Exercise task: Count the lines in the items below that contain the word "sleeveless", and reply with only that number.

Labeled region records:
========================================================================

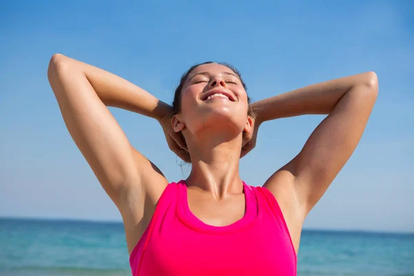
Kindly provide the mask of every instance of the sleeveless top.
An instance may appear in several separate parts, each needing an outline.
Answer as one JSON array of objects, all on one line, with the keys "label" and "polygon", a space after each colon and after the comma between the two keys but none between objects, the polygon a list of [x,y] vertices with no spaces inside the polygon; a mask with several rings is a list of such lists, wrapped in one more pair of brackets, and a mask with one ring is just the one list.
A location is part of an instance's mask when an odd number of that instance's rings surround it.
[{"label": "sleeveless top", "polygon": [[190,210],[184,180],[167,185],[130,256],[132,275],[296,275],[296,253],[275,197],[264,187],[243,186],[244,216],[214,226]]}]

========================================================================

Solved problem: 2